Задание 1
Каких литераторов и журналистов письмо называет по именам? Перечислите всех.
Задание 2
Как перевести на английский фразу из письма «Пушкин был для меня всегда только книгой.»?
Задание 3
На чью голову, согласно письму, обрушивается теперь обвинение во всех скандалах?

Фрагмент текста

-------

Милостивый Государь,
В литературе я человек совершенно посторонний. Я не знаком ни с одним редактором, ни с одним литератором, ниже публицистом, и хоть мне уже не мало лет, но я даже и в глаза не видывал ни одной из этих особ. Мне дела нет ни до их наружности, ни до их положения в свете: я люблю или не люблю их, хвалю или браню их только на основании их сочинений или их журналов. А читаю их я очень прилежно, потому что в моем уединении мне и делать больше нечего. Ни с кем из них я никогда не был в переписке, и если теперь решаюсь изменить, не скажу этому правилу, а просто факту, – то потому что чувствую в этом потребность. К тому же я прочел вашу программу, в которой вы с такой похвальной, а вместе с тем и странной самоуверенностию говорите о вашем беспристрастии. Извините меня, милостивый государь, если в этом я позволю себе усомниться. Я не знаю ваших лет, но знаю мои года и думаю, что как бы ни зарекался человек быть беспристрастным, а все-таки не выдержит. Живой человек.
Я же в деле литературы, повторяю, человек совершенно посторонний. Личности для меня не существуют. Пушкин был для меня всегда только книгой. Андрей Александрович Краевский не более как журналом. Г. Катков (имени и отчества не имею чести знать) тоже. Я пережил двенадцатый год, столь славный в наших летописях, и преживаю теперь превращение г-жи Евгении Тур в еженедельную газету. Я пережил славянофилов и западников, время их процветания и постепенного обессиления, и переживаю теперь основание новых журналов, которые с тем и основываются, чтоб помирить врагов, давно уже переставших ссориться. Я пережил натуральную школу, это законное чадо западников, и переживаю теперь появление полного собрания сочинений г. Ив. Панаева.
Я столько пережил, что уже сам хорошенько не знаю, что и кого я теперь переживаю. «Отечественные Записки» в своей октябрьской книжке уверяют меня, что я переживаю литературу скандалов.
Обвинение во всех скандалах, даже в зарождении, в основании всей литературы скандалов обрушивается теперь на голову одного г. Панаева. Обвинение нешуточное и вовсе не такого рода, чтоб можно было перенести его хладнокровно. А впрочем может быть г. Панаев переносит его очень хладнокровно. И в самом деле, чтож тут очень-то горячиться? Правда, обвинение это взывает к общественному мнению и исходит из двух самых степенных, самых по-видимому осмотрительных органов нашей журналистики. Шуму по поводу скандалов наделано много.
Когда я прочел диатрибу «Отечественных Записок», мне показалось, что вся наша современная литература, начиная с г. Гончарова и кончая Марко Вовчком, есть ничто иное как огромный скандал. У меня есть сосед по имению, человек добрый, но очень-невзлюбивший русской литературы с тех пор, как поднят был один известный вопрос, – так он теперь все носится с «Отечественными Записками» и всем тычет пальцем, смотрите, дескать, полюбуйтесь, вот она литература-то скандалов. Я б ее еще не так отделал!

-------

Исходные строки
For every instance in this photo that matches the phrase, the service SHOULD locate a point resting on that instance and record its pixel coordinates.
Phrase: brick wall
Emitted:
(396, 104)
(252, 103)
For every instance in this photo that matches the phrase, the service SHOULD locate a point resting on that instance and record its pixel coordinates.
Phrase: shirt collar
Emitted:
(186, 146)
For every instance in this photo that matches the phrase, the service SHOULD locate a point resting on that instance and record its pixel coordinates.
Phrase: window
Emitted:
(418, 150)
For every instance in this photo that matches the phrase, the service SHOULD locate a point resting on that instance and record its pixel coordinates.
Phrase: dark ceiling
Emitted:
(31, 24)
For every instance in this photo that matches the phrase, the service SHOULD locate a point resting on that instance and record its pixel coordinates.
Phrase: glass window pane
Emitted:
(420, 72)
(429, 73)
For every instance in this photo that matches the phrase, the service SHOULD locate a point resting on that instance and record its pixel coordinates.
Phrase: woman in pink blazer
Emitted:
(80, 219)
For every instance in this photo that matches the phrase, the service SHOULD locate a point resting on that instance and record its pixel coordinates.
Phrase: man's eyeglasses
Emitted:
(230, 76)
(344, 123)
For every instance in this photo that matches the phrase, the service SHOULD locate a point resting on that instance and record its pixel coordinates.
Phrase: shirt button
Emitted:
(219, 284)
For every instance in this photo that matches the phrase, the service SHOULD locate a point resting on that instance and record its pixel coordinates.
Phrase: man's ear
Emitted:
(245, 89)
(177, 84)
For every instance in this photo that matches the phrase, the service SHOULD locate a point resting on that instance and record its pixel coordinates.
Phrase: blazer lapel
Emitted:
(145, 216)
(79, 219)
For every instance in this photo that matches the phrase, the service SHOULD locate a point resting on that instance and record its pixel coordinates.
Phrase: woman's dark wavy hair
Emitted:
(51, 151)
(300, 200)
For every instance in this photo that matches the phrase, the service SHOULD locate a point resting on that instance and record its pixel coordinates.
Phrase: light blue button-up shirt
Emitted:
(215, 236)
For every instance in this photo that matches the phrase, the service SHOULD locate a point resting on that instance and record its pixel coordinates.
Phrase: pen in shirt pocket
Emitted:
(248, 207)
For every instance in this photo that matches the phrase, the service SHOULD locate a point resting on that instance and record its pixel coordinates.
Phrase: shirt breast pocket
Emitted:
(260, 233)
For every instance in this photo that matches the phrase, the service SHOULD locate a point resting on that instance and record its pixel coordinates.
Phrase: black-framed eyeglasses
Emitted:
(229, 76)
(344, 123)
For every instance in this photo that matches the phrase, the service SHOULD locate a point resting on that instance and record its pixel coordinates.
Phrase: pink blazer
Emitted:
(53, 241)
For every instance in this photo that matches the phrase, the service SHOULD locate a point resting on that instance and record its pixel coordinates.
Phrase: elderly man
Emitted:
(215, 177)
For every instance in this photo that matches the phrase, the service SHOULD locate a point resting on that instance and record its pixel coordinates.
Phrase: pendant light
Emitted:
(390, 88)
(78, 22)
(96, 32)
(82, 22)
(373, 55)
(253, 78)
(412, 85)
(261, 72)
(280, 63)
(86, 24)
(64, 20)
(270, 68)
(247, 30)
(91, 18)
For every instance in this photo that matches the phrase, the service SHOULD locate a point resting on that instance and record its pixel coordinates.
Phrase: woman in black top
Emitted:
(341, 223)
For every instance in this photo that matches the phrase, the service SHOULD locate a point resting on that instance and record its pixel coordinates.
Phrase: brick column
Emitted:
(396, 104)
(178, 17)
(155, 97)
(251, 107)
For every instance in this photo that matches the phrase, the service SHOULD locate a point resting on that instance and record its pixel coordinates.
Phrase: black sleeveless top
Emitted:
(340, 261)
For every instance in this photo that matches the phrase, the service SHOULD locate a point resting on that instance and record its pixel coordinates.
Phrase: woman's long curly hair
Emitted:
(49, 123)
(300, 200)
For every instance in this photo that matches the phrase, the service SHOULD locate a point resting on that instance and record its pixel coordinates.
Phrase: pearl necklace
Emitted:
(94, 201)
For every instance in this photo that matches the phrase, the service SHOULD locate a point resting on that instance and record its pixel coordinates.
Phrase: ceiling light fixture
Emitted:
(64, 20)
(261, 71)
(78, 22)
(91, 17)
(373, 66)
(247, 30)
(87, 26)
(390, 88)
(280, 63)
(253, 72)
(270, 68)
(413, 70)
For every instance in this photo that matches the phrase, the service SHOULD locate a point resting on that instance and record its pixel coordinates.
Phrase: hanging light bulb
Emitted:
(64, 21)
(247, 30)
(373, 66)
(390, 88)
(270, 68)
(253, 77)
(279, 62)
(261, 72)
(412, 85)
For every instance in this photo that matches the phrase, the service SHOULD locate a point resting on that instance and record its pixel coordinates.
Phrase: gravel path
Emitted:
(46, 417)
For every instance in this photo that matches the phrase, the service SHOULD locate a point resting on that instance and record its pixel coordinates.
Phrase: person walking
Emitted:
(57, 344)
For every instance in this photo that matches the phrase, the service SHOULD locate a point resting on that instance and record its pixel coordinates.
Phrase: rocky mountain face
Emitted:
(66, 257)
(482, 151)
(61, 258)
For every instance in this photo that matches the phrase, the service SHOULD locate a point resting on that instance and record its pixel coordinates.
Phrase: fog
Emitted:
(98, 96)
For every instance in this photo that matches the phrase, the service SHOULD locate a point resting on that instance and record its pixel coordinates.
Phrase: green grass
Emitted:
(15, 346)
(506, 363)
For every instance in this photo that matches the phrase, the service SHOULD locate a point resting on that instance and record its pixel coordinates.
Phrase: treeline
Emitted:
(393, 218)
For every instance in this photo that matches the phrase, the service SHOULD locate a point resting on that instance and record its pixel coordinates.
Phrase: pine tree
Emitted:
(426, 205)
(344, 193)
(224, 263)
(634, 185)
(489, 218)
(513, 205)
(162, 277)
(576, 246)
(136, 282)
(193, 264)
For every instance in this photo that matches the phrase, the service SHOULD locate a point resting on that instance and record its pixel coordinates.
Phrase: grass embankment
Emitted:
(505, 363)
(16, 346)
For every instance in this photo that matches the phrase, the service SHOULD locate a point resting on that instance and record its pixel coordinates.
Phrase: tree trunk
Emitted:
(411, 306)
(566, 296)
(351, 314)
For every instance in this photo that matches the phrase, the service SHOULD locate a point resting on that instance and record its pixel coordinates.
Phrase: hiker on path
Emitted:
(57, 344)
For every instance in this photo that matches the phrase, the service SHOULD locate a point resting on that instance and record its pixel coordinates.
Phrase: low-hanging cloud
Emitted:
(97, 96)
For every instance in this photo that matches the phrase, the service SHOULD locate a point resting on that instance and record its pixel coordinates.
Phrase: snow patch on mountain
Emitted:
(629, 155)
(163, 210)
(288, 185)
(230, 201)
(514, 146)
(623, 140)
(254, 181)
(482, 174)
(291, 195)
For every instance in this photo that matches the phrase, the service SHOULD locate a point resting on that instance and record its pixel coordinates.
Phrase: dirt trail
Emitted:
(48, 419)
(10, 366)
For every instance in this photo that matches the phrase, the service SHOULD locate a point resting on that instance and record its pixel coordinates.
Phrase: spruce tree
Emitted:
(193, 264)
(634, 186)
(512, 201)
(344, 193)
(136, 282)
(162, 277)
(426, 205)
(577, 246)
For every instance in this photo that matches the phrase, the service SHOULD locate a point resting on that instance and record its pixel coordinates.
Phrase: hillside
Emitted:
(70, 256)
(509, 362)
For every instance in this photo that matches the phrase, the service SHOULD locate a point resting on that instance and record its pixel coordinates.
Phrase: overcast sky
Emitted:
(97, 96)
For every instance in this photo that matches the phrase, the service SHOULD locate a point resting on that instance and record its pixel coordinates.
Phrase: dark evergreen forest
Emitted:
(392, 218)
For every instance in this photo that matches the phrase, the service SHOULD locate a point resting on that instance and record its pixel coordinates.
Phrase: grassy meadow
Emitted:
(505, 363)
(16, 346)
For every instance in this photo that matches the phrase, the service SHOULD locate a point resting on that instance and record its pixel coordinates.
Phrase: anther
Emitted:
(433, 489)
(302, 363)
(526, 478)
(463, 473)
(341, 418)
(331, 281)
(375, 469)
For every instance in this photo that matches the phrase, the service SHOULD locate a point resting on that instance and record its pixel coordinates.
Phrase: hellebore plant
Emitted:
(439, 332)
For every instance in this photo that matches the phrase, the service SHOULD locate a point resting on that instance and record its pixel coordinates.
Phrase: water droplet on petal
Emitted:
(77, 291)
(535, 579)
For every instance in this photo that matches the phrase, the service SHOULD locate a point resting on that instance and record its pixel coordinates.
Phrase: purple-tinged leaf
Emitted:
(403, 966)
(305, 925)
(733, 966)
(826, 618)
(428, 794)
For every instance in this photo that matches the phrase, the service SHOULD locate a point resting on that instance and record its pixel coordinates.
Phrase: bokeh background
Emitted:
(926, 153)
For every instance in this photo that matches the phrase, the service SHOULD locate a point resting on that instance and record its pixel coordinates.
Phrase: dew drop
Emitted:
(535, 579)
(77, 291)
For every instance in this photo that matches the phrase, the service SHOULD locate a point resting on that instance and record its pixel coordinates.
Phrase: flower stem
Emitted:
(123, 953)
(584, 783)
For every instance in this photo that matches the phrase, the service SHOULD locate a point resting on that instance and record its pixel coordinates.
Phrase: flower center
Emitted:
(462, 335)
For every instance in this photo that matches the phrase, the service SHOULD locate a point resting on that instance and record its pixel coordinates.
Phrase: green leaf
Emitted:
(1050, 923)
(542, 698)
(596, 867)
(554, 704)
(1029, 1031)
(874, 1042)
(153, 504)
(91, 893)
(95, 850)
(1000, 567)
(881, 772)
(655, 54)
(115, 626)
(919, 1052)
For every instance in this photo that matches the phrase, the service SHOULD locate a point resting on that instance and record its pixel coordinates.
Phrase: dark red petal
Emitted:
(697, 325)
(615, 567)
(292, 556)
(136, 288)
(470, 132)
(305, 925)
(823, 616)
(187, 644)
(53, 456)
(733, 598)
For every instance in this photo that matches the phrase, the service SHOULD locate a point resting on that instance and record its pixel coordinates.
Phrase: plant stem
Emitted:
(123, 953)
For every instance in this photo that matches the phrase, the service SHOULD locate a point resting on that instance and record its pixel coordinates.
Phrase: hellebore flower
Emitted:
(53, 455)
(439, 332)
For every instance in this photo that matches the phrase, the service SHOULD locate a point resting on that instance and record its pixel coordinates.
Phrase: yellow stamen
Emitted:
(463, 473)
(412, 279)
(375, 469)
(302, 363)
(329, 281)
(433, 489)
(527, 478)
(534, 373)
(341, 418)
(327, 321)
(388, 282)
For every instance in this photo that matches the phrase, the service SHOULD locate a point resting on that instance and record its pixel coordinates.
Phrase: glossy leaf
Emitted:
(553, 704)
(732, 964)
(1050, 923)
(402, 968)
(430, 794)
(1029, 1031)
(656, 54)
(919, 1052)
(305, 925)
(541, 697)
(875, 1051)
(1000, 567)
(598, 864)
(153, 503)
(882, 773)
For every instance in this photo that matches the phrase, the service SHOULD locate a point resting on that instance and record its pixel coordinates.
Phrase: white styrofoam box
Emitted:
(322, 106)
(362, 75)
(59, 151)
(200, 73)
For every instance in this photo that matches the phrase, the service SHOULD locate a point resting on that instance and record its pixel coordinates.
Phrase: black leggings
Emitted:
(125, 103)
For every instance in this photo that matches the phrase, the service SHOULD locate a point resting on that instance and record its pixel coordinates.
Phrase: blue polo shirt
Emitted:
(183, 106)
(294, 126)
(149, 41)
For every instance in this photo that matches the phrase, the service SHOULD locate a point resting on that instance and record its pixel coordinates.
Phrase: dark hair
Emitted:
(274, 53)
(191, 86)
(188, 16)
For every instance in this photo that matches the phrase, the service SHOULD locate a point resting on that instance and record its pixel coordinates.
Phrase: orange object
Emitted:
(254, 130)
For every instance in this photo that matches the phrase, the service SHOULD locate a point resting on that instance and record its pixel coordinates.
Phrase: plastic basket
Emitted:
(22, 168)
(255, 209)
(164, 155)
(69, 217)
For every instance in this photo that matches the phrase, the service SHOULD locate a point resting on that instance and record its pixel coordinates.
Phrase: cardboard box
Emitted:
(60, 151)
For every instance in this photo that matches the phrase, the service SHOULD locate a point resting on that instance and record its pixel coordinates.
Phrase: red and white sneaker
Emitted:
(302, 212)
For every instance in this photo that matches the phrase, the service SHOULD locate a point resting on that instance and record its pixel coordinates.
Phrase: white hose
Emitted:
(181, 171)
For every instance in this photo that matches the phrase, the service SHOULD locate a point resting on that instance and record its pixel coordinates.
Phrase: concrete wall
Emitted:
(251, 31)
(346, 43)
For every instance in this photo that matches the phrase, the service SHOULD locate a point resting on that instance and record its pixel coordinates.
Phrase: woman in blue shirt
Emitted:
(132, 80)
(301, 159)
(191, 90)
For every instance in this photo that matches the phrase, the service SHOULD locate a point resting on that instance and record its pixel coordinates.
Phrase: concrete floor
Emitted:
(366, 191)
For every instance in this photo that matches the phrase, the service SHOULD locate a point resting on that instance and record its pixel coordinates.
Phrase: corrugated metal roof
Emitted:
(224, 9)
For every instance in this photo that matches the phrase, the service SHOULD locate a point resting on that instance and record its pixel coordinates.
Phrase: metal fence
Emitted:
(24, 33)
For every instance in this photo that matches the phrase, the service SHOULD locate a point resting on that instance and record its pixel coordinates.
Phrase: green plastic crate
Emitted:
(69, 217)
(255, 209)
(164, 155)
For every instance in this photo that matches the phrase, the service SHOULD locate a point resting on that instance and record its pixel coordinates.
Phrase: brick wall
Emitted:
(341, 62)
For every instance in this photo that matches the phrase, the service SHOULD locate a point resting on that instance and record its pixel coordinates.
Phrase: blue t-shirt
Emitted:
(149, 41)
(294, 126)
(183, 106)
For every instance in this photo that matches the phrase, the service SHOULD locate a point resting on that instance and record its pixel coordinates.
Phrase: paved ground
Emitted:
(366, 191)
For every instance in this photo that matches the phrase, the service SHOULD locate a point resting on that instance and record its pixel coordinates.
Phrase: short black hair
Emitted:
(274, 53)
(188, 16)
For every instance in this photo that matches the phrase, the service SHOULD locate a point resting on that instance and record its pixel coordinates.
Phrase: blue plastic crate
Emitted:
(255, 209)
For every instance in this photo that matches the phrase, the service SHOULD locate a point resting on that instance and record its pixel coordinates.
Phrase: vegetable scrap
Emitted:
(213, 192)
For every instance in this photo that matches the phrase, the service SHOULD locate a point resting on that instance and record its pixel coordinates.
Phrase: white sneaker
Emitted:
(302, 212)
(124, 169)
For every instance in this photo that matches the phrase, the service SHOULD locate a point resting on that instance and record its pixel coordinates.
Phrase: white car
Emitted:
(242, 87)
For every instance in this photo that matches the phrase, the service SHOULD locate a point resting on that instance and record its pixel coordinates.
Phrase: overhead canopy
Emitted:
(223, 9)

-------

Ответ 1
Пушкин, Андрей Александрович Краевский, г. Катков, г-жа Евгения Тур, г. Ив. Панаев, г. Гончаров, Марко Вовчок.

Ответ 2
Pushkin was always nothing more than a book to me.

Ответ 3
На голову г. Панаева.